- **Problem to solve**
Report back every line below that carries the word "Task".

- **Data for processing**

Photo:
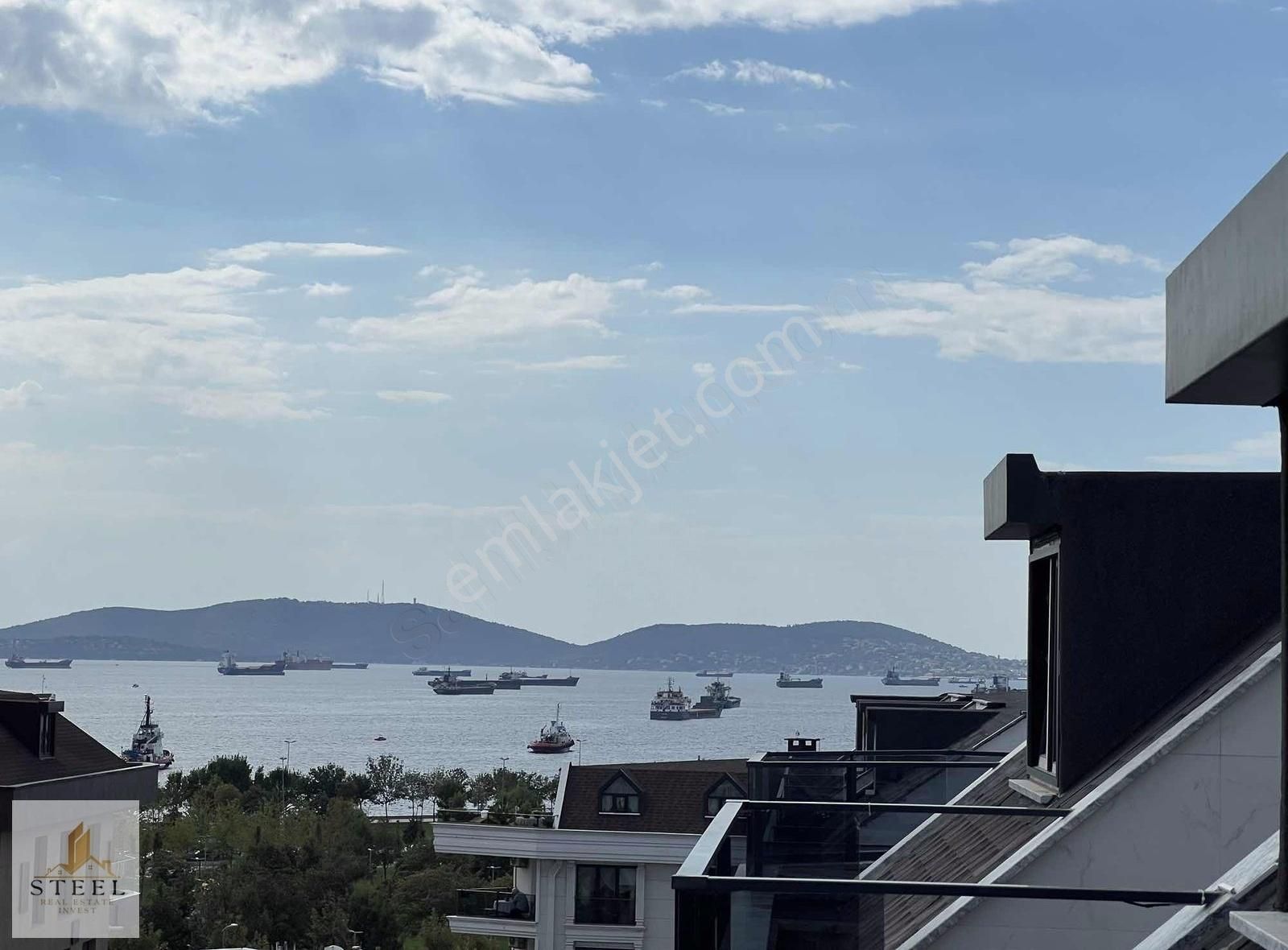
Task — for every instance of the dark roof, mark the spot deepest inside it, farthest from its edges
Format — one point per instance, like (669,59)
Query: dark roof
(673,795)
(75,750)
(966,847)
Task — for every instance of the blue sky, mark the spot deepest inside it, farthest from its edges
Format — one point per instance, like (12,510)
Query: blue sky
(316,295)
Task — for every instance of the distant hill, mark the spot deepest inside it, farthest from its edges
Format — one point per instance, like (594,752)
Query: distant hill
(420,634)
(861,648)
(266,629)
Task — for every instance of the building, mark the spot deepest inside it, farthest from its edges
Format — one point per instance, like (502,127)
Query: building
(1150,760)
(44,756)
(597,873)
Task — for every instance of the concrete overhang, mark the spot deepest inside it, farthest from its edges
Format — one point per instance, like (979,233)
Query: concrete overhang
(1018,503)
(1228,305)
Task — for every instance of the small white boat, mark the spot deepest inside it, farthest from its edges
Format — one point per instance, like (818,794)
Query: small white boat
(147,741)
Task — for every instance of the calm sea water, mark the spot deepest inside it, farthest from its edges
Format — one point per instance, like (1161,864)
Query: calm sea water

- **Final answer**
Task — for every instance of the dark roof, mark the spot deepest inside it, farthest from its edges
Task — for every instance of the blue sky, mark the spot deepest inside it, farthest from its edges
Task — for every instance of the distant hill, mark the spot deepest inside it, farthest from its edges
Task — for every instance of the building, mark the spot deepest inside it, farthest from its edges
Task — for every instance of the concrete overhang, mark the spot deepest inside it, farthest from its edges
Task — for every instance of the small white boat, mark the spot deepest inside it, farthest from its edges
Task — for every instance of the calm sea water, mark the spot deepest inside it, farthest from its edges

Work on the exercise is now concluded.